◆ **Exercise instructions**: Starting at the line that contains "For each instance of the straw-covered", set down each line exactly until the records end, keeping both ends and adding nothing.

◆ **Provided material**:
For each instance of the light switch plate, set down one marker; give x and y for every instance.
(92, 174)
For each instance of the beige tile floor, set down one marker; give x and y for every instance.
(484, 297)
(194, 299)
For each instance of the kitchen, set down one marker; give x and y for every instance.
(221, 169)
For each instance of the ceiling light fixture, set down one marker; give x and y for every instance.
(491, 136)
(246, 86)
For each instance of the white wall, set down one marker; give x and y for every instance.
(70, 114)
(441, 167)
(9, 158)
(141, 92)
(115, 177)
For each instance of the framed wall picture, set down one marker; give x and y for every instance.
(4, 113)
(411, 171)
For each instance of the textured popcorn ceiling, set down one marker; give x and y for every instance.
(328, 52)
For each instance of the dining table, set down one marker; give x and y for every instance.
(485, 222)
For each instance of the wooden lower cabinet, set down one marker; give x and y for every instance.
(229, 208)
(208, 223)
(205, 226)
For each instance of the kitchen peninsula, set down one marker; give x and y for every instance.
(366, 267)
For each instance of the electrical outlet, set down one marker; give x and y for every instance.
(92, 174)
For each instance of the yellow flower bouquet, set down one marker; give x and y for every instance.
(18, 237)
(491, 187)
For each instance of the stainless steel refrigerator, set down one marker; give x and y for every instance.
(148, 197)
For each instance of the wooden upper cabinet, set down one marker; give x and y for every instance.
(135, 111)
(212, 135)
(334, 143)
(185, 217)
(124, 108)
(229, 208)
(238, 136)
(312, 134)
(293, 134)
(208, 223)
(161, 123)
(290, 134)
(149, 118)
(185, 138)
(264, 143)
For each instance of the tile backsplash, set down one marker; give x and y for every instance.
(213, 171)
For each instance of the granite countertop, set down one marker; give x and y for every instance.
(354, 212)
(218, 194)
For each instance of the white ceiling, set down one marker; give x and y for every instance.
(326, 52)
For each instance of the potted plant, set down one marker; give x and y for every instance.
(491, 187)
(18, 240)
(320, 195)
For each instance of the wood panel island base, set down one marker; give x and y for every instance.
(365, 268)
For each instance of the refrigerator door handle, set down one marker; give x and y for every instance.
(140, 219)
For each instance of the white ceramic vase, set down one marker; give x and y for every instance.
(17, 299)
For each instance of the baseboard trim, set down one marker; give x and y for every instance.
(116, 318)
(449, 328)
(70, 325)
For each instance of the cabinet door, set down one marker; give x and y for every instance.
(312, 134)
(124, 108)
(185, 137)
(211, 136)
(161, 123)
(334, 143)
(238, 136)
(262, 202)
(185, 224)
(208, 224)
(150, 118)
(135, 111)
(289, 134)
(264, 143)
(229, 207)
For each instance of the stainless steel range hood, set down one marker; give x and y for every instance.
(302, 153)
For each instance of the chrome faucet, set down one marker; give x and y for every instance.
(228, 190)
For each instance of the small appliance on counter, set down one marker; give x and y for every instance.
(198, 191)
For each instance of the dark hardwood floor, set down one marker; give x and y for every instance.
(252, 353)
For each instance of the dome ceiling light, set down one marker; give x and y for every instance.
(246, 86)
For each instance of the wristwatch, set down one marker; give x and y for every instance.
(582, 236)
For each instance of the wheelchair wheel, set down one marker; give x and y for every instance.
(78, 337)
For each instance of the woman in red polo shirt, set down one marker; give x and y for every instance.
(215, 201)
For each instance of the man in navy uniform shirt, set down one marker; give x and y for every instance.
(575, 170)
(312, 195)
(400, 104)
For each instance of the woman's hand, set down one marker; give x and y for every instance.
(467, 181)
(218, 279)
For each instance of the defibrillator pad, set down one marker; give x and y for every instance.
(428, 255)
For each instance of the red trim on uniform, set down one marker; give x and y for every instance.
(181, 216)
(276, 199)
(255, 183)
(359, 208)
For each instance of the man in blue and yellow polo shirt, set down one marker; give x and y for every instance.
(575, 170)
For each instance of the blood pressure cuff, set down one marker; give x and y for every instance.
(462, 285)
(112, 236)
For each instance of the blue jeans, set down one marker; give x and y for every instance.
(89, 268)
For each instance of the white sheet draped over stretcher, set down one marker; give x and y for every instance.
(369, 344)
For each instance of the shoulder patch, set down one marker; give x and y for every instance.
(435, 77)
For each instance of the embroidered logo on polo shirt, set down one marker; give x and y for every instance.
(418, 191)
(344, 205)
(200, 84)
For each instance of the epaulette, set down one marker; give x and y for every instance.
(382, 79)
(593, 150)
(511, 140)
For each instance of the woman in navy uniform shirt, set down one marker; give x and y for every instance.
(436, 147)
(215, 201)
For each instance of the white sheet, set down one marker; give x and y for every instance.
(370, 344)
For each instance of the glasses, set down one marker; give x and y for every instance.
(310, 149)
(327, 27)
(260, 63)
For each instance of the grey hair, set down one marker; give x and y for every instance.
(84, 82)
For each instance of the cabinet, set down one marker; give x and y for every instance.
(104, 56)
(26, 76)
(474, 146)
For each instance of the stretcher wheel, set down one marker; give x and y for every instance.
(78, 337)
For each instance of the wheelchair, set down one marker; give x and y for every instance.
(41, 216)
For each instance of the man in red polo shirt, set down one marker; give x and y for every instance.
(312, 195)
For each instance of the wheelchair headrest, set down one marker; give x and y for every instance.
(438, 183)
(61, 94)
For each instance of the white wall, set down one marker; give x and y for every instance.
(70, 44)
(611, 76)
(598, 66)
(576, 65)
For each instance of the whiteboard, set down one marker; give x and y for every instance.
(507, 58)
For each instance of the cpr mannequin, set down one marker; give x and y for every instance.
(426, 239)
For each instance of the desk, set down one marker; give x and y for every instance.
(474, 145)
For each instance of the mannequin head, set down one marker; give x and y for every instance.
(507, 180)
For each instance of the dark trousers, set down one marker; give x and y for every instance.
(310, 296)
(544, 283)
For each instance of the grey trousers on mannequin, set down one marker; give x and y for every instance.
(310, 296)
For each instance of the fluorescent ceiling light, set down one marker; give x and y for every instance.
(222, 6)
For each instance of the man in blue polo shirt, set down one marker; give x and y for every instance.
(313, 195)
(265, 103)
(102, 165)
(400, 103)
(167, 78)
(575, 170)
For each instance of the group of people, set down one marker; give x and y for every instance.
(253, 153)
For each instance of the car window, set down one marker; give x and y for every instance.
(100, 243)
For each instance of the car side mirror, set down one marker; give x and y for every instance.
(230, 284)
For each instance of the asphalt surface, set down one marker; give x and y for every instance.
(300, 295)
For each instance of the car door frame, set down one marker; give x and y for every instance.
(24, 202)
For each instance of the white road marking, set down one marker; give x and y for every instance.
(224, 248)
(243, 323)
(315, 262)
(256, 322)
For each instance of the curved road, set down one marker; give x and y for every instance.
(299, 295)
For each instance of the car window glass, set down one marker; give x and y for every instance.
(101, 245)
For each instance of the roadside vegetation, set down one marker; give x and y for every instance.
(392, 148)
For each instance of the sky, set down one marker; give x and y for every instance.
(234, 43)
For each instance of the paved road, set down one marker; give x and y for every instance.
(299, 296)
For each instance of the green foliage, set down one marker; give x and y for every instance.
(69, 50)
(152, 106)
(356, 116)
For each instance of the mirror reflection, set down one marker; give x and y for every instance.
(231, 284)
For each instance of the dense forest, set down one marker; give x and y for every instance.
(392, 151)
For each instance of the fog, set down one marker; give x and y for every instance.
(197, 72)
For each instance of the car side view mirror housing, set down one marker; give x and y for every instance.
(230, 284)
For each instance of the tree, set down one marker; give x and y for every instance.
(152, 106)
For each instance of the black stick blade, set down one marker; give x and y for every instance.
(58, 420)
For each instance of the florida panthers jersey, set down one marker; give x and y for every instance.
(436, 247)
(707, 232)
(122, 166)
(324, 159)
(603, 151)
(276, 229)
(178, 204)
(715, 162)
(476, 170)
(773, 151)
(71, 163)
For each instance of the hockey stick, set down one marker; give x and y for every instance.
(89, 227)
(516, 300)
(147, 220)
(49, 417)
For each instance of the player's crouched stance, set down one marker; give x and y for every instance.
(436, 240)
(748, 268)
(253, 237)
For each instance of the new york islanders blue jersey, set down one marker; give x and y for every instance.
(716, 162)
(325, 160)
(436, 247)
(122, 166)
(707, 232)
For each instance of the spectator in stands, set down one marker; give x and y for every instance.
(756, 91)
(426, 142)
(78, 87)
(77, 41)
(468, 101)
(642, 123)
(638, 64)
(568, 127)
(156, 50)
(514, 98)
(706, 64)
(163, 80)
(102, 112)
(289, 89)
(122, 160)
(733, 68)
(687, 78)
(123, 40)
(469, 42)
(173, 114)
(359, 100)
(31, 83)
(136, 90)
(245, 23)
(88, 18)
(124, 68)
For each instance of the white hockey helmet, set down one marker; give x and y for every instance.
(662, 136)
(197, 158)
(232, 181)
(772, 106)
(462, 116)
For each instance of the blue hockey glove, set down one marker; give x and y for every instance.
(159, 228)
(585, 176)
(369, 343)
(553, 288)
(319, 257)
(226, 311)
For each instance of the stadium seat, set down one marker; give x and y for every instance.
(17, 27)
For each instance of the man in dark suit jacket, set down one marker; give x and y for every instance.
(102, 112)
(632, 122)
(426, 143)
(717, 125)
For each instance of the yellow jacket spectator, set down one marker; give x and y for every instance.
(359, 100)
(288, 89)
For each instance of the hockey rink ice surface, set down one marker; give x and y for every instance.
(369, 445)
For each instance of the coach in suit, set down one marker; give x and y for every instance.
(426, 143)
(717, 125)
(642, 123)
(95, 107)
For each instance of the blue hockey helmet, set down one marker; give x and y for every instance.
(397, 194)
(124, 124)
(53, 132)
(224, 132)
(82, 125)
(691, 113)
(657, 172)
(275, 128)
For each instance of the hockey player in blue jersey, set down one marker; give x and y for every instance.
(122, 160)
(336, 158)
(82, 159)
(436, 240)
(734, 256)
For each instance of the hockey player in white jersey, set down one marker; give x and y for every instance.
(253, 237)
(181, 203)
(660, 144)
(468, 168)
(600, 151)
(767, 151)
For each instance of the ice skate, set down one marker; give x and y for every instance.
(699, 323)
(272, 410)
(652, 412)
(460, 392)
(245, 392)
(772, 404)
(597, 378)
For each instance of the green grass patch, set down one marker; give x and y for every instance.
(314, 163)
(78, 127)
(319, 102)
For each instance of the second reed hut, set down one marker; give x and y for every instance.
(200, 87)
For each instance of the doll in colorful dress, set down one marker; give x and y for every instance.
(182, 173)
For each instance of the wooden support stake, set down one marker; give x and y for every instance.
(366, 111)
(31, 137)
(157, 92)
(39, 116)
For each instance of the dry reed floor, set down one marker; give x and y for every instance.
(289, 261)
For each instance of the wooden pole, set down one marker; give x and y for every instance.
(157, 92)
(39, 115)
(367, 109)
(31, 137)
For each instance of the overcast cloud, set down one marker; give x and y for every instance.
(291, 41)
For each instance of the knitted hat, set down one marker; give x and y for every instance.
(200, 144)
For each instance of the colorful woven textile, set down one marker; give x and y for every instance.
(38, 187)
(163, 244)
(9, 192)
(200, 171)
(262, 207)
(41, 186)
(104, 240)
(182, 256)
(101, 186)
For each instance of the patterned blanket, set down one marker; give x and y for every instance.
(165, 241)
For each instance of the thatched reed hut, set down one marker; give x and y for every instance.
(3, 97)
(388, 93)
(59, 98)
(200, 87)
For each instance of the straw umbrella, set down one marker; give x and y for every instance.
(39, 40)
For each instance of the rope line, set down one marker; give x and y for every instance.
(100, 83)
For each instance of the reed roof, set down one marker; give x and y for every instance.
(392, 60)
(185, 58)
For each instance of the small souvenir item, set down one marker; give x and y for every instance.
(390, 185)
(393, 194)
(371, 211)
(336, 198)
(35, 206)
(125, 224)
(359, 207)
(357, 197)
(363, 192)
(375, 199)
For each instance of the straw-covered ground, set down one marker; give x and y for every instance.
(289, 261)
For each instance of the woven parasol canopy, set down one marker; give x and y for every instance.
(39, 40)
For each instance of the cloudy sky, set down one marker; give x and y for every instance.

◆ **Output for this task**:
For each instance of the straw-covered ground, set down one marker; give x and y for every instance.
(289, 261)
For each instance of the woven parasol canopy, set down one marker; give x and y for every instance.
(39, 40)
For each instance of the cloudy sky, set down one marker; give x and y for every instance.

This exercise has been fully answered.